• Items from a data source
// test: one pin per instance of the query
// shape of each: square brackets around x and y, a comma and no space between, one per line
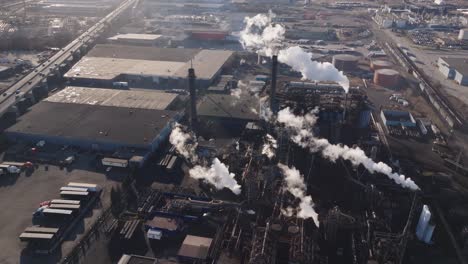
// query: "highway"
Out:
[33,79]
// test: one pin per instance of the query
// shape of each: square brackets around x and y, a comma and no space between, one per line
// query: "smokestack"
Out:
[274,69]
[193,99]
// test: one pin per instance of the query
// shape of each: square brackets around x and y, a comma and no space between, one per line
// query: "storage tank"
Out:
[380,64]
[463,34]
[345,62]
[387,78]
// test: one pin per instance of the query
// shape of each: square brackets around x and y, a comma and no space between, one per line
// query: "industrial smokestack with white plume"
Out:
[296,186]
[301,133]
[301,61]
[270,146]
[261,36]
[217,175]
[184,142]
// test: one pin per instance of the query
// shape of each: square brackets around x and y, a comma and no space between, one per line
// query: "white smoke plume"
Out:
[236,92]
[301,61]
[185,142]
[296,186]
[301,133]
[217,175]
[270,146]
[261,36]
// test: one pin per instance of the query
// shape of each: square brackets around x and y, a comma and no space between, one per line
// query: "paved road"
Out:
[34,78]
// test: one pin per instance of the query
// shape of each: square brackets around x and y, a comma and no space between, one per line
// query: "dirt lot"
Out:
[21,195]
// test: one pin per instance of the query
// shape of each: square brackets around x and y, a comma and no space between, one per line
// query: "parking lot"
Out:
[20,197]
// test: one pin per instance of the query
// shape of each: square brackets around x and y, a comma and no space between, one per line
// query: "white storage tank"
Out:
[463,35]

• WHAT IS EXPECTED
Among the entries above, how many lines hold the string "tank"? Respond with nothing but the number.

• ANSWER FOR THIS EXERCISE
2